Stored data entries
Content starts
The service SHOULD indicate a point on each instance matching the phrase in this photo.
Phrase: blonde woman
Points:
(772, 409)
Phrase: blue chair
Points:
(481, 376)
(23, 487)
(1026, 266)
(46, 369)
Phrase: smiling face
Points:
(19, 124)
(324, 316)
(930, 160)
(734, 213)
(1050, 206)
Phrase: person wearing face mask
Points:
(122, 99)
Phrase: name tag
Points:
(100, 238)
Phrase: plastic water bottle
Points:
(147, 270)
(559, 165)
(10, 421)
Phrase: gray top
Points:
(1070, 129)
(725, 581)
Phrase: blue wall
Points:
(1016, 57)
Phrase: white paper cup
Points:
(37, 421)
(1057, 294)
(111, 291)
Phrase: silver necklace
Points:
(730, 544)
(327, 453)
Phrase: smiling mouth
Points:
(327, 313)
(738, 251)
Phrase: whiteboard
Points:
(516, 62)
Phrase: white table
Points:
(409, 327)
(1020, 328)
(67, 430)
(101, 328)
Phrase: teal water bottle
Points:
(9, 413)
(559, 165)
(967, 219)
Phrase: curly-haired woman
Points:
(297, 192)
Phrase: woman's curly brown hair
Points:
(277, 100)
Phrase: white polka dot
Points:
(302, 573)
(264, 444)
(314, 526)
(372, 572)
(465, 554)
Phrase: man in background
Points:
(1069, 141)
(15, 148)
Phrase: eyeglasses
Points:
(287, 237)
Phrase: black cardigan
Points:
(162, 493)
Content ends
Reproduce, word for word, every line starting at the line that contains "Phrase: eyeglasses" and ending with the final line of the entries.

SOLUTION TO THIS EXERCISE
Phrase: eyeglasses
Points:
(287, 237)
Phrase: black cardigan
Points:
(162, 493)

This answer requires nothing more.